## Short task a
Answer these questions from the signing statement below, one line each, marked the same way:
(i) How much funding does the Act release immediately for highway and other transportation projects?
(ii) What share of the Nation's highways does the National Highway System make up?
(iii) How many critical connections to Canada and Mexico does the National Highway System provide?

## Passage
Today I have signed into law S. 440, the "National Highway System Designation Act of 1995." This Act advances my Administration's continued commitment to strategic investment in our Nation's infrastructure. It releases immediately more than $5 billion in funding for highway and other transportation projects. It also implements my proposal for a "Zero Tolerance" policy toward drinking and driving by those under age 21.

I am disturbed, however, by the repeal of certain key safety measures and will work to mitigate the impact of their repeal.

This Act is the culmination of several years' work by all levels of government to identify highways of national significance—routes that will support our Nation's needs for efficient, safe, and reliable transportation. The designation of the National Highway System makes clear that transportation infrastructure should be viewed as a single system, with each mode complementing the others. Manufacturers and shippers rely on several modes of transportation to deliver their products to consumers in the most efficient manner possible. The National Highway System unites these different modes by providing access to major ports, airports, rail stations, and public transit facilities. The National Highway System also provides 53 critical connections to Canada and Mexico so that goods can move across our Nation's borders efficiently.

In 1992, I saw the way in which our Nation's highways reach all Americans. Vice President Gore and I traveled much of this great land in buses, and we met the American people where they live and where they work. Whether at a truck stop in Carlisle, Pennsylvania, or at dusk on U.S. Highway 51 in Sandoval, Illinois, we saw and heard what access and mobility mean to opportunity and economic well-being. It was during our first bus trip, from New York City to St. Louis, Missouri, that I made a commitment to rebuild America. And I'm proud to say, this National Highway System bill builds on all the work we have done in the last 3 years to do just that.

But the National Highway System is also something more. It is a prime example of the strategic investment of Federal resources. The National Highway System comprises only 4 percent of our Nation's highways, but these roads carry almost half of our highway traffic and most of our Nation's truck and tourist traffic. The improvements made to these roads will not only support our Nation's economic, national defense, and mobility needs, but directly and significantly improve the safety of these key national roadways. The funds released by this legislation and used to upgrade noninterstate highways will provide significant safety benefits.

## Short task b
Repeat word for word every row that follows, from the first one to the last, but omit the pictures.

## Material supplied

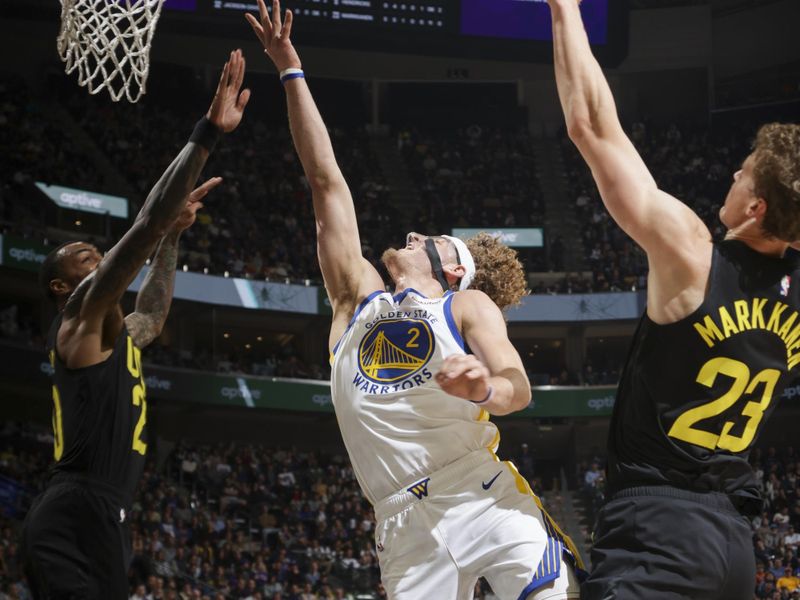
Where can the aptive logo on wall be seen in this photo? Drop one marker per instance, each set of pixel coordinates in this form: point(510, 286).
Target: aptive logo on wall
point(154, 382)
point(86, 201)
point(26, 255)
point(230, 393)
point(600, 403)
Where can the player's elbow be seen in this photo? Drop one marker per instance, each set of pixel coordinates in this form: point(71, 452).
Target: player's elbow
point(325, 178)
point(151, 226)
point(581, 130)
point(522, 399)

## Task solution a
(i) More than $5 billion.
(ii) Only 4 percent.
(iii) 53.

## Task solution b
Where can the aptive logo on wall be seen in this photo? Drop one marker per instance, each set of pixel coordinates in this form: point(510, 286).
Target: aptive logo on wall
point(154, 382)
point(86, 201)
point(26, 255)
point(230, 393)
point(600, 403)
Where can the player's elbow be seen in this photo? Drop one marker per instance, each set of pixel coordinates in this form: point(71, 452).
Target: player's elbow
point(325, 178)
point(151, 226)
point(581, 130)
point(522, 399)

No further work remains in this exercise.